Extracted records:

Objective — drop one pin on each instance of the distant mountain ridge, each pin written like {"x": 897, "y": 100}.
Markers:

---

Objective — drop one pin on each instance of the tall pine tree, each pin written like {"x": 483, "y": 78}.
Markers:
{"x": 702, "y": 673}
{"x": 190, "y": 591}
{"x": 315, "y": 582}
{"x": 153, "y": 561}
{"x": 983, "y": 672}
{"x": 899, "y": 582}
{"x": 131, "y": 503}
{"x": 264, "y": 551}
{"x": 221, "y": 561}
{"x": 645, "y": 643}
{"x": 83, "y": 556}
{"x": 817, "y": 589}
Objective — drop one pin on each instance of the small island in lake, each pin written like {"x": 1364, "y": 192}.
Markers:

Exercise goal: Copy each line of the records that contains the word "drop".

Your response:
Objective — drop one pin on each instance of the distant mountain ridge, each pin written like {"x": 897, "y": 100}.
Objective — drop one pin on each instance of the tall pine tree, each pin written like {"x": 483, "y": 78}.
Objective — drop one pin on each instance of the small island in lake, each pin written like {"x": 1364, "y": 192}.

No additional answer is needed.